BRIEF → Print the records exactly. Miss nothing.
::: WORKING DATA
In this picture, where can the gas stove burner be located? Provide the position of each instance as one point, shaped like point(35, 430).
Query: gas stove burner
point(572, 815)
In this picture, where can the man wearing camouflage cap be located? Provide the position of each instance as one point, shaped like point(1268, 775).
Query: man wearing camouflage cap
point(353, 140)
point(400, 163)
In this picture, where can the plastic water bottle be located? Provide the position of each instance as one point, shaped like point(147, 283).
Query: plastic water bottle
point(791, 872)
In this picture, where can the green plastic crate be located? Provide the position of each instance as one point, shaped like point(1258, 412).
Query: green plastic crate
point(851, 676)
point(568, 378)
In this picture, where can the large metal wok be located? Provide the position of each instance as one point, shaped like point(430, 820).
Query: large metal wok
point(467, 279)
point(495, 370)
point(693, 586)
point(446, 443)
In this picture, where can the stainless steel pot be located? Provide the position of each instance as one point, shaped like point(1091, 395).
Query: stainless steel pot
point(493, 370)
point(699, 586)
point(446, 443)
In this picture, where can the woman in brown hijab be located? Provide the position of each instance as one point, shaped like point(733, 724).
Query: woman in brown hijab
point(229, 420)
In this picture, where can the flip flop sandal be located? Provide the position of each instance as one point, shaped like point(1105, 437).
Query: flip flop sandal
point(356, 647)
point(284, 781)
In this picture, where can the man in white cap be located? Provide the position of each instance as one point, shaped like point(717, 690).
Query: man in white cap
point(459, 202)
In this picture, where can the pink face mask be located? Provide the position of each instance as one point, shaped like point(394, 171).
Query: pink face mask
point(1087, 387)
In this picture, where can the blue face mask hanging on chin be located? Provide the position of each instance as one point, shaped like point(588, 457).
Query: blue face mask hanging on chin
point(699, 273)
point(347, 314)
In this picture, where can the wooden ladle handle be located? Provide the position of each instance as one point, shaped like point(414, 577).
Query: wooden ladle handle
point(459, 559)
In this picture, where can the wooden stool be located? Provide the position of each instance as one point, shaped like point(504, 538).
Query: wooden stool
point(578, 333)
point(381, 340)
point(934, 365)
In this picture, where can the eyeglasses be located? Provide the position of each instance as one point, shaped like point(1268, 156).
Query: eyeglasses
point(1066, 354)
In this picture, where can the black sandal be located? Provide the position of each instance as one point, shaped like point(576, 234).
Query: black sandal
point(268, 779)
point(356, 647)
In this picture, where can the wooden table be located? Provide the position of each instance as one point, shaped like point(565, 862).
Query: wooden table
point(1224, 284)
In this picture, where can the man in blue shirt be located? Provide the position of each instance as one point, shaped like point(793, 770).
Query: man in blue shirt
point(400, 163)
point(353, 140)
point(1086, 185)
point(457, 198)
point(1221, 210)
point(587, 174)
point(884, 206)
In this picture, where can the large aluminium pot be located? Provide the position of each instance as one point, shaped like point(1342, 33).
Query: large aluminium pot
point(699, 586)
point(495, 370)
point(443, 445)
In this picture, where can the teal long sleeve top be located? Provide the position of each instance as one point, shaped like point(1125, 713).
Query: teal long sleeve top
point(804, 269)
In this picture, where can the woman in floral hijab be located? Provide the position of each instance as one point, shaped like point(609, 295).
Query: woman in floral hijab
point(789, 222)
::::::
EXPECTED ANSWER →
In this picture, where can the gas stove burner be located? Provide the position of each instance as one point, shaped like point(35, 430).
Query: gas stove burner
point(572, 815)
In this picture, where can the man wearing camouflage cap be located? Provide the position of each instance as one point, shaped like point(1268, 775).
Query: man wearing camouflage cap
point(353, 140)
point(400, 163)
In this picture, where can the plastic water bottle be located? Provide the position of each instance as one point, shaped like point(147, 283).
Query: plastic water bottle
point(791, 872)
In this picture, where can the green plastic crate be located? Provide the position of each instance as one point, shaped like point(1258, 412).
Query: green plastic crate
point(851, 676)
point(568, 378)
In this picture, where can the large metal wok be located? Provide the position of each instance as one point, shaped like point(430, 820).
Query: large metal wok
point(467, 279)
point(495, 370)
point(693, 586)
point(446, 443)
In this picture, where can the stainless steel pot be located? Provide the position of each instance as one point, shaped like point(1091, 395).
Query: stainless steel pot
point(493, 370)
point(699, 586)
point(446, 443)
In this picture, where can the woman in brown hijab be located? Provide the position of each instance as one point, shaped like point(733, 724).
Query: woman in brown hijab
point(229, 420)
In this picture, where can the flip flop sandal be located? Provide the position of each instance as one point, shaped like point(1105, 437).
Query: flip flop sandal
point(356, 647)
point(284, 781)
In this picture, where can the man in white cap be located? Provide the position of each instance as one point, shaped like point(717, 690).
Query: man in white cap
point(459, 202)
In this picture, where can the pink face mask be located? Provide the position of each instance as one point, shaped like point(394, 171).
Query: pink face mask
point(1087, 387)
In this picture, where can the blue face mask hanging on chin be located? Provide the position of each instance as one point, shaped like point(588, 457).
Query: blue face mask hanging on chin
point(699, 273)
point(347, 314)
In this picture, where can the wooden ladle handle be located? Provide the position of each instance as one point, shaped like point(414, 577).
Query: wooden ladle handle
point(459, 559)
In this picture, where can the wooden stool be located? Provide the position of each instance as one point, shaped like point(504, 538).
Query: wooden stool
point(578, 333)
point(381, 340)
point(934, 365)
In this picture, where can the eyeglasses be located? Provide the position of each instance as one point, shaped like point(1268, 156).
Query: eyeglasses
point(1066, 354)
In this picture, where can the black sandal be located? Provide the position of each instance as one point, shaped like point(576, 234).
Query: black sandal
point(268, 779)
point(356, 647)
In this picture, where can the wooden table be located? Provide the position of each instance as one point, shaped like point(565, 862).
Query: wooden table
point(1224, 284)
In this picture, where can the man in blue shirt be located? Provide the position of each instance as one point, shaped like point(793, 770).
Query: man in blue shirt
point(400, 163)
point(353, 140)
point(1086, 185)
point(457, 198)
point(1221, 210)
point(587, 174)
point(884, 206)
In this picture, where can the large aluminium pot be located? Provide the position of each instance as one point, shaped like point(1342, 33).
Query: large aluminium pot
point(699, 586)
point(495, 370)
point(443, 445)
In this picture, where can the teal long sleeve top be located? Provide the position of each instance as one point, shaped like point(1125, 713).
Query: teal long sleeve top
point(804, 269)
In this picture, where can the woman in floral hijab be located? Provide the position of each instance as one point, shaped like point(609, 295).
Query: woman in floral hijab
point(789, 222)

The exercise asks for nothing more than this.